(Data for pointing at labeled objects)
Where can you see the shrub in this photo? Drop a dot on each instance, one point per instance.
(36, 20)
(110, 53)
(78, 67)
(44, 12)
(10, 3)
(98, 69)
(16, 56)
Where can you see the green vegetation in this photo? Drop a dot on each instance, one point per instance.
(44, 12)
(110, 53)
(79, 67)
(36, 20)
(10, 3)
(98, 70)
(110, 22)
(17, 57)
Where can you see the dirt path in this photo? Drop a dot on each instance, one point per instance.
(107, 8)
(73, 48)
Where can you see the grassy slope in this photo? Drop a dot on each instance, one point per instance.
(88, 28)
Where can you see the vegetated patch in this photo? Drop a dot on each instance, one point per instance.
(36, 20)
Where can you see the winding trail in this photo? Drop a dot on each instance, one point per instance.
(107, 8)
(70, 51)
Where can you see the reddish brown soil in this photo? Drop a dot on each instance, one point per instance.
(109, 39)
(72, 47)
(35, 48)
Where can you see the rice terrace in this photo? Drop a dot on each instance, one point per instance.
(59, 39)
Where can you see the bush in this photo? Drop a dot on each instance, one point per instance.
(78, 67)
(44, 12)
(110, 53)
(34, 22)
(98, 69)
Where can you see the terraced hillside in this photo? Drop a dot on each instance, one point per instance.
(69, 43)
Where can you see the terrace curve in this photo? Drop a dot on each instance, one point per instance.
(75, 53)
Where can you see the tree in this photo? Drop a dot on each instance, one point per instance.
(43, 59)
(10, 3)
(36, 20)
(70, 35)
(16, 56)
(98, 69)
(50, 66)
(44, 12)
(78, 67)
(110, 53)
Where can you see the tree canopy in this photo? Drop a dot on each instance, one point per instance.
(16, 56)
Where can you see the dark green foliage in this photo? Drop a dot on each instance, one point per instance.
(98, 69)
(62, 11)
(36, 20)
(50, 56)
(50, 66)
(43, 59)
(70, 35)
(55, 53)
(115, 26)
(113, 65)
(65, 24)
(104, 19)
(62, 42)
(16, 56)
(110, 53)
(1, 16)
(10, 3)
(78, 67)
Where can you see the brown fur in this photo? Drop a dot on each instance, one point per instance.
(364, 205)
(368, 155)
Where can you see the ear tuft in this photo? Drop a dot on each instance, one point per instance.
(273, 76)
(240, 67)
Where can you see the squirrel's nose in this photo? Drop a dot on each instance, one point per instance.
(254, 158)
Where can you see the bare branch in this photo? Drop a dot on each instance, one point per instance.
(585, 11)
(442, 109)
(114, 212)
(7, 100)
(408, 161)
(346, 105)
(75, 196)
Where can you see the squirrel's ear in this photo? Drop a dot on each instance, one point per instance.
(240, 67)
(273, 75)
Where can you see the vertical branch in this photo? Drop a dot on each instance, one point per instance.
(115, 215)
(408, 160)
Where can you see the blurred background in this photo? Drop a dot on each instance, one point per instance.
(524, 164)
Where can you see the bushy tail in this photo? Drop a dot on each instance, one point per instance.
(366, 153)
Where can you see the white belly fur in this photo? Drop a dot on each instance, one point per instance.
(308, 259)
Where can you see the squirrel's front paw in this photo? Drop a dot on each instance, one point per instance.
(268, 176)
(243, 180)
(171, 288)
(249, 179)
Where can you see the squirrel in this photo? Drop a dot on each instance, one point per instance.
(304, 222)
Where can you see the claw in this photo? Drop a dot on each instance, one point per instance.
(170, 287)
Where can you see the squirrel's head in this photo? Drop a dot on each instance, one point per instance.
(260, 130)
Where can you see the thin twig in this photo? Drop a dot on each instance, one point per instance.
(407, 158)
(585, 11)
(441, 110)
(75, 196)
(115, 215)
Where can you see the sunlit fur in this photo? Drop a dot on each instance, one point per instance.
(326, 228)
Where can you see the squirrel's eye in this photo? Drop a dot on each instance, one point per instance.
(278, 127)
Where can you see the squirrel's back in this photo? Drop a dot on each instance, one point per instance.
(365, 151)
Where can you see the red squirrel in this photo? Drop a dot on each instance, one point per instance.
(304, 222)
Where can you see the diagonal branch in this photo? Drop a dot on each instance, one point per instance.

--

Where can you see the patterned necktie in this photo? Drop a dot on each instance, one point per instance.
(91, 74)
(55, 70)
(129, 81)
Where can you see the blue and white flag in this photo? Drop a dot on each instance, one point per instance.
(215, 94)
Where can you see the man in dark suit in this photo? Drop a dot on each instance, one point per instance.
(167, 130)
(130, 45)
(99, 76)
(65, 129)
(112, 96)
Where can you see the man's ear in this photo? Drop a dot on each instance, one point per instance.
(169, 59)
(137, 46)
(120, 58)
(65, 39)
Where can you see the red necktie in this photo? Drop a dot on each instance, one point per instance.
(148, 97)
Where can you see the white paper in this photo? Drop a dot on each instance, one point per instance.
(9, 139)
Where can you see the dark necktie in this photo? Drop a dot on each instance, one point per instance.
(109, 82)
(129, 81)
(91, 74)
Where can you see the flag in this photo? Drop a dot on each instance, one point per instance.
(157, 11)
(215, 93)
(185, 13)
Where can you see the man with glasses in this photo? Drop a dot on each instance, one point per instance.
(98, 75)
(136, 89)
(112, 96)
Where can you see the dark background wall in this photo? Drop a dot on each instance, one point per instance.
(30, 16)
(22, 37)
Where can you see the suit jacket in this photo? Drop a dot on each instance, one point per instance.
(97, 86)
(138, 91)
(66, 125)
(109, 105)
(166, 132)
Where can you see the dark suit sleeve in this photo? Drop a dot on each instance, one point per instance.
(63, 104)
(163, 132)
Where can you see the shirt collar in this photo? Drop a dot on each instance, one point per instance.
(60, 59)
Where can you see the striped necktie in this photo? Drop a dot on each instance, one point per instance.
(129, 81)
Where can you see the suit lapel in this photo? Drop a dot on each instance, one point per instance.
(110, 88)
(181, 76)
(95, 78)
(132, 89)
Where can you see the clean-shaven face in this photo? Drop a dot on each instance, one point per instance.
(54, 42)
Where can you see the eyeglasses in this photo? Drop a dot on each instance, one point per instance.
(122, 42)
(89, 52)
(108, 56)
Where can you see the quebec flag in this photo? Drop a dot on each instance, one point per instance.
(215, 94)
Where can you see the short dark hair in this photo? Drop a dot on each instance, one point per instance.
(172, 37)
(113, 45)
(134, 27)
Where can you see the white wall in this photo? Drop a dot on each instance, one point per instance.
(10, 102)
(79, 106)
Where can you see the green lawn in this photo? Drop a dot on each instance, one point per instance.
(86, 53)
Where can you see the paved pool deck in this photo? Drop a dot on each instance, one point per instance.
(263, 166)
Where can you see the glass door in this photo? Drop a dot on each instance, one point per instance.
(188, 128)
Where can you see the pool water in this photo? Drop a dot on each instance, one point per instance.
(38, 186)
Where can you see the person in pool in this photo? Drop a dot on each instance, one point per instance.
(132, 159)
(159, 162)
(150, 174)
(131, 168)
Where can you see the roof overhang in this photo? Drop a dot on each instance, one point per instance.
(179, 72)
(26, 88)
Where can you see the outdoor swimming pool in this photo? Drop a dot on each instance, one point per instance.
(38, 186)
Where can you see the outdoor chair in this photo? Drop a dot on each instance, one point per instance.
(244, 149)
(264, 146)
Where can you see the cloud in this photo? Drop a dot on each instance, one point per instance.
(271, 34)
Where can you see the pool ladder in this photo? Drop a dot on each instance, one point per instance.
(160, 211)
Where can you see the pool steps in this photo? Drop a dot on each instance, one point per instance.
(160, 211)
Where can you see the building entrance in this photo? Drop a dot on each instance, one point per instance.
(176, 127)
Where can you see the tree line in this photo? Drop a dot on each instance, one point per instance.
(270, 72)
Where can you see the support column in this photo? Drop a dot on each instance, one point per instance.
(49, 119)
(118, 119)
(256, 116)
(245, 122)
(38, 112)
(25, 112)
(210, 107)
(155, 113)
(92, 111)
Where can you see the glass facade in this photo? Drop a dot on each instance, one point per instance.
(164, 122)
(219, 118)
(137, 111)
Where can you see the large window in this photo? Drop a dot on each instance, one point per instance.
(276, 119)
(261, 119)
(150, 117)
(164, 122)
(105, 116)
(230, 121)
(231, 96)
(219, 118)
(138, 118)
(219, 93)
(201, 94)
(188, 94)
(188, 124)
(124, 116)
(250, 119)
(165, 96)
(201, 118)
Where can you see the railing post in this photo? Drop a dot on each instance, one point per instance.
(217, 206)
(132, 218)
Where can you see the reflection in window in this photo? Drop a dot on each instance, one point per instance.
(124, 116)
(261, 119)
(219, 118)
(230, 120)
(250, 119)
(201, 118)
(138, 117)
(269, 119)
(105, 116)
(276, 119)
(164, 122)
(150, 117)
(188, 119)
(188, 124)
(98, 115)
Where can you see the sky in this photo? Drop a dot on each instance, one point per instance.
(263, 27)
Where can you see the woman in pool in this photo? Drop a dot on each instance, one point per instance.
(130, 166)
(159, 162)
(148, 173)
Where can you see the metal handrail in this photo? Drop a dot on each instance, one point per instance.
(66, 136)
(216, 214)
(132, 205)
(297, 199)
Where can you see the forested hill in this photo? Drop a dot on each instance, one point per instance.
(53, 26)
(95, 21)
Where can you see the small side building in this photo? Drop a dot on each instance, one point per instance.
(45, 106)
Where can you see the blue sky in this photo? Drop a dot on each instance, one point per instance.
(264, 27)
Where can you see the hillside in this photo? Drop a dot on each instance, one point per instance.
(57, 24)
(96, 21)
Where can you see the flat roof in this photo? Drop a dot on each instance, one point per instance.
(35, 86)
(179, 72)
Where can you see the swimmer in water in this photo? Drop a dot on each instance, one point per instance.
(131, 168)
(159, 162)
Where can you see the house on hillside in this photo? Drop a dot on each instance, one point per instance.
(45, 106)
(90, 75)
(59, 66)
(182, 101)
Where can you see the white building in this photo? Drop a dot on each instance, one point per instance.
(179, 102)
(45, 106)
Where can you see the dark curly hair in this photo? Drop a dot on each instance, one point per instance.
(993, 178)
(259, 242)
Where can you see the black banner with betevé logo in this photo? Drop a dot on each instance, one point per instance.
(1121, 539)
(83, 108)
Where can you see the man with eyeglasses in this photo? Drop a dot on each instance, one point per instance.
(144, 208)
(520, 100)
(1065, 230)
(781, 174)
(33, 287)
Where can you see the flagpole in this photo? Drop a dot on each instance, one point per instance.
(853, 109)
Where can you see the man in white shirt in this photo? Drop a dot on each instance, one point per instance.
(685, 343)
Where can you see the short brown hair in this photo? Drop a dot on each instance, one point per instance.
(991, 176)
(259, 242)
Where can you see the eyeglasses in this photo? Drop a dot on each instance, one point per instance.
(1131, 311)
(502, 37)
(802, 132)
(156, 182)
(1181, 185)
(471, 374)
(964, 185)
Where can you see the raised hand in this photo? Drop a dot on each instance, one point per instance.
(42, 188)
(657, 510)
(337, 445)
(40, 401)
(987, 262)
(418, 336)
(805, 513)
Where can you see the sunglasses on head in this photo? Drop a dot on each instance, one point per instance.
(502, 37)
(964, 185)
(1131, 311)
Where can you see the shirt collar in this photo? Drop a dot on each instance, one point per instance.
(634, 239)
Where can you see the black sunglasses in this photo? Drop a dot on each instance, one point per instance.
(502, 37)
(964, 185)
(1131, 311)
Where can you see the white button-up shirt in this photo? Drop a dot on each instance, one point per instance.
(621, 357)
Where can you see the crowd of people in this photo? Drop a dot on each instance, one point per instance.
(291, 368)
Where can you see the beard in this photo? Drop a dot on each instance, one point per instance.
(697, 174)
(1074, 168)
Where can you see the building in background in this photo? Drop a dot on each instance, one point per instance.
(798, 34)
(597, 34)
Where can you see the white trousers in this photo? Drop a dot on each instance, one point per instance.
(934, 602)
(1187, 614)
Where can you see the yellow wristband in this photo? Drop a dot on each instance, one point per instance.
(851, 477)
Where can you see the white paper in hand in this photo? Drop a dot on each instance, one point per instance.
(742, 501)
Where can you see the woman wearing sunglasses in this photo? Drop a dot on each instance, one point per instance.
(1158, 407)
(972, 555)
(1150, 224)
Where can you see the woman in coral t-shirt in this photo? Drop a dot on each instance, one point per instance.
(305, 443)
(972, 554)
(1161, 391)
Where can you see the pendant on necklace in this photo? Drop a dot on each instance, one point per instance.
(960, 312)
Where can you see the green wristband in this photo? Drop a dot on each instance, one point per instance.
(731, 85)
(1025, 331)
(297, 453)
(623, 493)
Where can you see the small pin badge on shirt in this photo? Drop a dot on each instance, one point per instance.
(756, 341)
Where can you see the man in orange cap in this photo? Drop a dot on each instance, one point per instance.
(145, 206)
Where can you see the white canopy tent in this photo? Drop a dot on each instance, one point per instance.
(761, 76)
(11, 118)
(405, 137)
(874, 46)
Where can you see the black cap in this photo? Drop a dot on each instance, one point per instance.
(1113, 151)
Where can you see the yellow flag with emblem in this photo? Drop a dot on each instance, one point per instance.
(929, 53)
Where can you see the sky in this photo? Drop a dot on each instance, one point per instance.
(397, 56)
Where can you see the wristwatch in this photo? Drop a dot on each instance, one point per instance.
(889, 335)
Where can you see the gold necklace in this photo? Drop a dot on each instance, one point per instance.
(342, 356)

# TASK TO CARRY OUT
Format the data from the line with "Where can you see the squirrel's back" through the line with "Where can you see the diagonal" as a JSON list of strings, one string per line and no blank lines.

# WRITTEN ANSWER
[
  "Where can you see the squirrel's back in this photo? Drop a dot on each instance, one point per instance.",
  "(365, 151)",
  "Where can you see the red squirrel in this photo? Drop a dot on each instance, one point per instance.",
  "(304, 222)",
  "Where can you see the diagonal branch in this photo? Drop a dot on each instance, one point per instance."
]